Texto de la página:

A fines de los 70 estudié Leyes en la Pontificia de Hernán Malo, en esa universidad donde el discurso de Leonardo Boff y de Paulo Freire nos hizo empezar a soñar en un mundo mejor. Muchos tomaron otro camino, algunos, seguimos soñando. Estudié leyes a fin de convertirme en Robin Hood, no lo logré y me hice librera. Reemplacé los códigos por los textos literarios y sigo soñando, vendiendo libros en la librería Rayuela y, a veces, escribiendo.
Dejé las leyes para siempre, odio la política y los juegos de poder. Sin embargo, es imposible vivir al margen de lo que pasa. Sería lindo no salir de mi mundo poblado por niños olvidones y niñas peripecias, pero no puedo, la gente opina, dice, maldice, habla y predica sobre las leyes. Las miro de reojo pero termino leyéndolas, intentando comprenderlas.
La Ley de Comunicación es una de las más comentadas, y a propósito de ella me viene un recuerdo, un episodio que me trastocó todo, que hizo que la tristeza se instalara en los ojos de papá por el resto de su vida. Papá fue un médico maravilloso y la persona más íntegra que yo haya conocido, él era subdirector del área médico-social del IESS y no toleraba un regalo o una alabanza, en su mente sólo cabía una idea: el servicio a los afiliados. Los sábados él iba al hospital Carlos Andrade Marín, allí visitaba enfermos, revisaba que todo funcionara bien y que estuviera impecable. Una ocasión me llevó con él a la cocina, y, al entrar, los saludos y la amabilidad de las cocineras no se hicieron esperar. Una de ellas me sirvió una provocativa gelatina verde, yo, golosa e ilusionada me disponía a probarla cuando sentí la mano de papá que me detenía y retiraba el plato para devolverlo diciendo les agradezco enormemente, pero esto se hizo con plata de los afiliados y es únicamente de ellos.

Enunciado de la tarea:
Retoma el relato de arriba sobre el padre médico del IESS y continúalo a partir de su última oración.

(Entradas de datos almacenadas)
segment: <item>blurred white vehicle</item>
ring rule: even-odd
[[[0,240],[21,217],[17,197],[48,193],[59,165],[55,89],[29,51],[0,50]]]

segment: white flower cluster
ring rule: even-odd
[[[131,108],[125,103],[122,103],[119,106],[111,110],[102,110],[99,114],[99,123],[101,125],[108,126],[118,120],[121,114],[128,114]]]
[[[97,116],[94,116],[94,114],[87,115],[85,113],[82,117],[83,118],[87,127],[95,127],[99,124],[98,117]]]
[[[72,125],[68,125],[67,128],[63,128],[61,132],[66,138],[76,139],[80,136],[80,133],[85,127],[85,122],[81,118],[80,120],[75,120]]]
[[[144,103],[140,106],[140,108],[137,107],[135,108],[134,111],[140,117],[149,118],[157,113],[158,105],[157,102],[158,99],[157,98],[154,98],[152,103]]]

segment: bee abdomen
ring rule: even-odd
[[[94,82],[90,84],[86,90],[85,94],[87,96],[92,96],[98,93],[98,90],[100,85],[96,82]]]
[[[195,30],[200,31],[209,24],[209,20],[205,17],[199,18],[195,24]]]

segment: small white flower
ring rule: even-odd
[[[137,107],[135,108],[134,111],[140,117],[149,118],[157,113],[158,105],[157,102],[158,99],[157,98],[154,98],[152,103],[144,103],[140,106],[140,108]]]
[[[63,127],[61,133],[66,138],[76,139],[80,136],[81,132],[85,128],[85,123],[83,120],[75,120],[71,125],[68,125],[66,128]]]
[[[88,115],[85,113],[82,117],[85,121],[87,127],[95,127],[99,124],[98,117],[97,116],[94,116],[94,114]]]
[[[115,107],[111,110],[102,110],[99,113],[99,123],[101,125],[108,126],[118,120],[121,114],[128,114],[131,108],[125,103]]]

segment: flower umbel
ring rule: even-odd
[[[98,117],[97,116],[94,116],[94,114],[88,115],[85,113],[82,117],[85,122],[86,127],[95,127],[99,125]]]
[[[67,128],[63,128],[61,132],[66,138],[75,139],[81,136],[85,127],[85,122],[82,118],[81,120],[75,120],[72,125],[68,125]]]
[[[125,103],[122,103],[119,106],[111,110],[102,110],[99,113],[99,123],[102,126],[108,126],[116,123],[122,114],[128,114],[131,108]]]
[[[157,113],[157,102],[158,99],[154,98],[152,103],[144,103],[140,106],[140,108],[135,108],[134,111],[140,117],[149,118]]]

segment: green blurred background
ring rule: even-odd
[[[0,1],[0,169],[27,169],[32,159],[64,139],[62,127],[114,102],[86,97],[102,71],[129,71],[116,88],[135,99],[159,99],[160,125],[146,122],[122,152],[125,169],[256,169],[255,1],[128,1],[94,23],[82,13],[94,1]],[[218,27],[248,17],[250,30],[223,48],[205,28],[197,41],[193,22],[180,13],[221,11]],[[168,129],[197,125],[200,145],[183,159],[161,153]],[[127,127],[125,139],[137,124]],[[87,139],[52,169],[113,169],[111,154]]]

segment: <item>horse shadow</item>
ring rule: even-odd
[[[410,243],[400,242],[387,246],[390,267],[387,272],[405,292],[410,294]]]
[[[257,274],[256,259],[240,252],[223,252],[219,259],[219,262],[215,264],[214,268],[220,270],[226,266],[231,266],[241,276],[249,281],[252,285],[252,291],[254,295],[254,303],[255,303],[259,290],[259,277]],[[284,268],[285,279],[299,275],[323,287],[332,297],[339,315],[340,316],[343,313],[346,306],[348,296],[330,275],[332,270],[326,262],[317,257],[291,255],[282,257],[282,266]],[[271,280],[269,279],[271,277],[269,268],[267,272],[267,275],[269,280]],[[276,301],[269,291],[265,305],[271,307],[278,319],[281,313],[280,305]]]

Respuesta a la tarea:
En la época de la dictadura mi papá fue acusado por los Tribunales Especiales por haber hecho compras innecesarias y, además, sacado provecho personal.
Jamás olvidaré la mañana en que papá lloraba como un niño mientras leía, en el periódico, un enorme titular que decía algo así: Dr. Marco Varea Terán con boleta de captura por cometer irregularidades… Los medios de comunicación de la época se ensañaron, la orden de prisión nunca existió, pero se “llenaron la boca” acabando con su honra.
Años más tarde, después de un juicio documentado hasta la saciedad, la Corte Suprema dictó una sentencia en la que decía que sobre papá no caía ni una brizna de sospecha. Esta vez, la noticia no salió en la primera sección del diario, y no era más grande que un aviso clasificado de Extranjero vende.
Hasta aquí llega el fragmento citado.